__Passage given__
>>>>>

Skip to content

Research Workflow

Researcher decomposes a research question into sub-questions and search terms, searches a codebase for relevant sources, collects findings, and synthesizes them into a prose report. When used with an agent, it builds a structured prompt from the plan and delegates the investigation to Agent.run().

Terminal window
chimera research --question "How does the auth system work?" --workdir .
from chimera.research import Researcher, ResearchPlan
from chimera.core.agent import Agent
from chimera.providers.factory import create_provider
agent = Agent(provider=create_provider(model="glm-5"))
researcher = Researcher(max_sources=10)
# Full agent-driven research
output = researcher.run(question="How does the auth system work?", agent=agent, env=None)
print(output)

For manual control over the research steps:

from chimera.research import Researcher, Finding, Source
researcher = Researcher(max_sources=5)
# Step 1: Plan
plan = researcher.plan("How does authentication work?")

<<<<<

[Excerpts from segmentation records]
>>>>>

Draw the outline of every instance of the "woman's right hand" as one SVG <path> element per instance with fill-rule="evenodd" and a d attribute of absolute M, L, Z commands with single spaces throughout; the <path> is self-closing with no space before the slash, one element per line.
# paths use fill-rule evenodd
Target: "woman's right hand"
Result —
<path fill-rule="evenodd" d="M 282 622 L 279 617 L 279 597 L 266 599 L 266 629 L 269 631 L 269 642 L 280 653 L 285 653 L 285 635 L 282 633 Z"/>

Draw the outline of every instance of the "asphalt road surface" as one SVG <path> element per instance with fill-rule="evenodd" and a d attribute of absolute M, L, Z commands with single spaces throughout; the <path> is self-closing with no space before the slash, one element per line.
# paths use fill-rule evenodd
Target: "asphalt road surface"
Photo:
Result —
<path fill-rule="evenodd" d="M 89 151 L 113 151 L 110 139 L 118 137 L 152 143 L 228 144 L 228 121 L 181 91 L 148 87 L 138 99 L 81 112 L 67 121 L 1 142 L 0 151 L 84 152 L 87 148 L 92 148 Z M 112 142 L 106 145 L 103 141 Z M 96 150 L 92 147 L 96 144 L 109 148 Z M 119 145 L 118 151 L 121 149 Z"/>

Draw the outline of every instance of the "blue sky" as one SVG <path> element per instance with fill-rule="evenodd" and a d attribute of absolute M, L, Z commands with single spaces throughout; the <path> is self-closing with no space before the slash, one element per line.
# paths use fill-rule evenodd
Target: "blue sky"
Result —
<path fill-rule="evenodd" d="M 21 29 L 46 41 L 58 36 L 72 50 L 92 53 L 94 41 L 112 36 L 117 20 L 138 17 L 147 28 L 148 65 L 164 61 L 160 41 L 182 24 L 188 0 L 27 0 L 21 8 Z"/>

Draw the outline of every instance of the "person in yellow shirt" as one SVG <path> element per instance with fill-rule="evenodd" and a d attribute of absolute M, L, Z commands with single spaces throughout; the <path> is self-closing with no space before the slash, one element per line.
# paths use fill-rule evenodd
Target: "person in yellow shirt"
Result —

<<<<<

__What you need to do__
1. Show each line of the records that contains the string "Target", matching case exactly.
2. Continue the research workflow documentation from the point where it stops.

__Answers given__
1.
Target: "woman's right hand"
Target: "asphalt road surface"
Target: "blue sky"
Target: "person in yellow shirt"

2.
print(plan.sub_questions) # e.g. ["What is authentication?", ...]
print(plan.search_terms) # e.g. ["authentication", "work"]
# Step 2: Search
files = {"auth.py": "class JWTAuth: ...", "views.py": "def login(): ..."}
sources = researcher.search_codebase("authentication", files)
# Step 3: Record findings
researcher.add_finding(Finding(
title="Auth flow",
summary="Uses JWT tokens via JWTAuth class",
sources=sources,
confidence=0.9,
))
# Step 4: Synthesize
report = researcher.synthesize(researcher.findings)
print(report)
class Researcher:
def __init__(self, max_sources: int = 10) -> None
def plan(self, question: str) -> ResearchPlan
def search_codebase(self, query: str, files: dict[str, str]) -> list[Source]
def add_finding(self, finding: Finding) -> None
def synthesize(self, findings: list[Finding]) -> str
def run(self, question: str, agent: Agent, env: Environment | None = None) -> str

Properties: findings (list of Finding).

Dataclass with fields: question (str), sub_questions (list of str), search_terms (list of str).

Dataclass with fields: title, summary, sources (list of Source), confidence (float, 0-1), tags (list of str).

Dataclass with fields: name, content, url (str, optional), relevance (float, 0-1).

  • Researcher.run() calls Agent.run() once with the synthesised prompt; the agent’s tool list (default: DEFAULT_TOOLS) decides what investigation surface is available.
  • search_codebase(query, files) is a pure-Python TF-IDF-style matcher over the in-memory files dict. Pair it with WriteOps / SearchOps for live filesystem use, or feed an in-memory snapshot for fully reproducible runs.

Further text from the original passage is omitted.